PROBLEM STATEMENT ▸ Show every line of the entries below that contains the string "sleeve", treating uppercase and lowercase letters as different.

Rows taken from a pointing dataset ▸
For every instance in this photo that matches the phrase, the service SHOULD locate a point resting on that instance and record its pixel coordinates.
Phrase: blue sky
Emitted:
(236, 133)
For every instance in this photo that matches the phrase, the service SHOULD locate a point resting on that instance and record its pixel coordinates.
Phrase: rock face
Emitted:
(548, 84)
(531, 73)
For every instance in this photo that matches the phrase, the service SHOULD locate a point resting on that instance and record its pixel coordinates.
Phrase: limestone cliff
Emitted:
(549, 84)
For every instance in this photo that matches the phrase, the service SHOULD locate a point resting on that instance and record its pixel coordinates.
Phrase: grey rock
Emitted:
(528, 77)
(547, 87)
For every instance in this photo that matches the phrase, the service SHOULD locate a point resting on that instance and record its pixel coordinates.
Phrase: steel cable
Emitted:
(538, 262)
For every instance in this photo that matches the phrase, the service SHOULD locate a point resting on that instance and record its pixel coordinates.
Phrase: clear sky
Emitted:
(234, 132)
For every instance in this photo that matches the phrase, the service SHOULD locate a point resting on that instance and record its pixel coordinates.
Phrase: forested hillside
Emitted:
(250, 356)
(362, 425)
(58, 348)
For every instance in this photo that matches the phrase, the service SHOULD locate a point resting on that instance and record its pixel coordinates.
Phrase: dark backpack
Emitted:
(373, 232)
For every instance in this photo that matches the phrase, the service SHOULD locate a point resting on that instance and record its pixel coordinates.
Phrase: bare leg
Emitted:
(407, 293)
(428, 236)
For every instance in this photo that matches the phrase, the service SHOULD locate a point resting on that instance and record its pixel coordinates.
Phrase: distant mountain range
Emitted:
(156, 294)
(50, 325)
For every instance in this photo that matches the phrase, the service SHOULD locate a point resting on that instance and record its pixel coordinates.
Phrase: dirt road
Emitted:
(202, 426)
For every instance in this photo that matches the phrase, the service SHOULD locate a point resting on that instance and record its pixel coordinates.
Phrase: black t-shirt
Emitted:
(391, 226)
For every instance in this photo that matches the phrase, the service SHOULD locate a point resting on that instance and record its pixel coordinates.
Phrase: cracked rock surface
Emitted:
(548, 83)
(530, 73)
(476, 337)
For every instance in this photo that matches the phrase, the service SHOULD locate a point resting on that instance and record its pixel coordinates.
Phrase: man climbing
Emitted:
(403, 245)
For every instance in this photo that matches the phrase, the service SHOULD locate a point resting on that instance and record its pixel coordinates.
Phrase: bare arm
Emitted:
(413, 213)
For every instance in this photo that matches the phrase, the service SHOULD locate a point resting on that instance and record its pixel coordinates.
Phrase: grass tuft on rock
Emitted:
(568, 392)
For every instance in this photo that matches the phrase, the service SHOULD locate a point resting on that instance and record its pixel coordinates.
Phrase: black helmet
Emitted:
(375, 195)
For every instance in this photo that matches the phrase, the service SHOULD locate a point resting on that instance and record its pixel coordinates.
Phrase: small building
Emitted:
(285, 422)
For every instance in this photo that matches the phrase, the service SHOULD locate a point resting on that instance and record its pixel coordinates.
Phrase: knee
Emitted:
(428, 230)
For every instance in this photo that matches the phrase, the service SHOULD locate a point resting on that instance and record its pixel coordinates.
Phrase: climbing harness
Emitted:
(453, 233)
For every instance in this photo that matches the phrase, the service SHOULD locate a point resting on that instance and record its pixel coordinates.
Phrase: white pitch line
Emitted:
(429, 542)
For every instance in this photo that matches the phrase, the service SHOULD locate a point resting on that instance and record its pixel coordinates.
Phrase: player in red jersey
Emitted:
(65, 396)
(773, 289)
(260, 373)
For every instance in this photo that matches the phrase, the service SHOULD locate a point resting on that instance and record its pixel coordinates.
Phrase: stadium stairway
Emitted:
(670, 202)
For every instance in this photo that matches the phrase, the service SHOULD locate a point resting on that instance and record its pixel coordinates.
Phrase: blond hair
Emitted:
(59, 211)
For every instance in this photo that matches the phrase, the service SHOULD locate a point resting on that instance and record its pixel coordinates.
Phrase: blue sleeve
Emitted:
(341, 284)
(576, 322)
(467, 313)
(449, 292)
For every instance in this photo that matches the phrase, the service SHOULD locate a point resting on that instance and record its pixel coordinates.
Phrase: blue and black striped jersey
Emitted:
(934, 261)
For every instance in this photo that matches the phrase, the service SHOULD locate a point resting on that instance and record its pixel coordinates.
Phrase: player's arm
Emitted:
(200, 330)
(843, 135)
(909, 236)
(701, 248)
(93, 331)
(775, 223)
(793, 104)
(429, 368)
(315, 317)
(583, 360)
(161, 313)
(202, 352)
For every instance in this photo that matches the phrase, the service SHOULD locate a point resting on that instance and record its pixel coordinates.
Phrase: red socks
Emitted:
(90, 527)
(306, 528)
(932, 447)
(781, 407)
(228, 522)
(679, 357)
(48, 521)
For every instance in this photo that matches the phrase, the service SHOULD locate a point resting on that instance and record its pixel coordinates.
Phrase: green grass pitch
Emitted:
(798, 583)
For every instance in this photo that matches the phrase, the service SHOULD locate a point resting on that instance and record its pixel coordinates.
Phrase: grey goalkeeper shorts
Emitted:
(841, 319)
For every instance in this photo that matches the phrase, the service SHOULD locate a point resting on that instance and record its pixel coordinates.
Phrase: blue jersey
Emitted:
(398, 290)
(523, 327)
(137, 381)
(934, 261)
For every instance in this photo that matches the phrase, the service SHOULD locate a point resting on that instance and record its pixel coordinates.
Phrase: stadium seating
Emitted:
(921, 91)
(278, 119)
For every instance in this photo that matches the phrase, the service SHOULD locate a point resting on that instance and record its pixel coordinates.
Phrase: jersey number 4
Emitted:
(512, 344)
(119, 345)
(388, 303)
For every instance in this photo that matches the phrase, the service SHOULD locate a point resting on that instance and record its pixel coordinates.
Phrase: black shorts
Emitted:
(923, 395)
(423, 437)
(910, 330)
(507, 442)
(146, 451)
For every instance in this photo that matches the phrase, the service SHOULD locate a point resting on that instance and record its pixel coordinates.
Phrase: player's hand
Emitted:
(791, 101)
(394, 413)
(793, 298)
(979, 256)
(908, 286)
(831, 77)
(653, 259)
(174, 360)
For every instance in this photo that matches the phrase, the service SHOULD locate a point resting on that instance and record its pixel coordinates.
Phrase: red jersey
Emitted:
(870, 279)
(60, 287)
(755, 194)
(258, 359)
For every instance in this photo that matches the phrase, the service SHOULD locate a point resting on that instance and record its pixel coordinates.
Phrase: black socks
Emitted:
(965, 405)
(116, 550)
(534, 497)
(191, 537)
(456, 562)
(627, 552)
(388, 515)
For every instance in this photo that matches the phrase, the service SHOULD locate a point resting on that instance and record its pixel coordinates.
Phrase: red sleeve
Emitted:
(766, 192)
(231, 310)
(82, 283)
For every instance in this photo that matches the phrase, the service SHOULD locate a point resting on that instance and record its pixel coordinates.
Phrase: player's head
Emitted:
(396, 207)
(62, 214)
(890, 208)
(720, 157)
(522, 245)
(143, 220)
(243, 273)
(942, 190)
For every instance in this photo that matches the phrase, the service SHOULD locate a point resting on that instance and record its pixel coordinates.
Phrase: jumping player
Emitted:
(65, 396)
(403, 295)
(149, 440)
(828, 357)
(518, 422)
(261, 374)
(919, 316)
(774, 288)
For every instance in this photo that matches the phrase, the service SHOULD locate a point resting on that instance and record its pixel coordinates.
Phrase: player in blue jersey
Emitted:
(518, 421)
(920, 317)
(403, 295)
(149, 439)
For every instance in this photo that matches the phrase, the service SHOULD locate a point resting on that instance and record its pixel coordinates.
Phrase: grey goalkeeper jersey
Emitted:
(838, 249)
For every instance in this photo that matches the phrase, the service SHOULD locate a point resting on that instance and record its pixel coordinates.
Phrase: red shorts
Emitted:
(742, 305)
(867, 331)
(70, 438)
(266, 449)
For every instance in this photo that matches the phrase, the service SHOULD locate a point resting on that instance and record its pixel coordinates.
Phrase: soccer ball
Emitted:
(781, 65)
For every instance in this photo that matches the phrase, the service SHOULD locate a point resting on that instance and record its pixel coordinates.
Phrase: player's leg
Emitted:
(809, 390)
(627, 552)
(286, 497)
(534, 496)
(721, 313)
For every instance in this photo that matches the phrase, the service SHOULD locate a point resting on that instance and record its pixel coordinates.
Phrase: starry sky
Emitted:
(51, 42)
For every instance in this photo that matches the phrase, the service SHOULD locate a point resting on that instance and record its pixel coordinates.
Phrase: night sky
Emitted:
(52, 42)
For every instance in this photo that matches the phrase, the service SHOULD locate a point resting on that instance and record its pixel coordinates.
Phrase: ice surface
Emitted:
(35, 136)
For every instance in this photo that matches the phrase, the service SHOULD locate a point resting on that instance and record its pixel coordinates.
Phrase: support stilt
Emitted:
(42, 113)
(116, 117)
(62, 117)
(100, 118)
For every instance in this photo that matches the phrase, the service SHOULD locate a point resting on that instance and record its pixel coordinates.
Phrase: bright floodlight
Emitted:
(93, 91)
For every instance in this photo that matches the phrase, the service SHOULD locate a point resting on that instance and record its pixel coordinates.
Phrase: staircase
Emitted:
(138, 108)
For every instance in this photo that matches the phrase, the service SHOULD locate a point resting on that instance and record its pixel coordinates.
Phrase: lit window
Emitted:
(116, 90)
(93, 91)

RESPONSE TO THE EXERCISE ▸
Phrase: blue sleeve
Phrase: red sleeve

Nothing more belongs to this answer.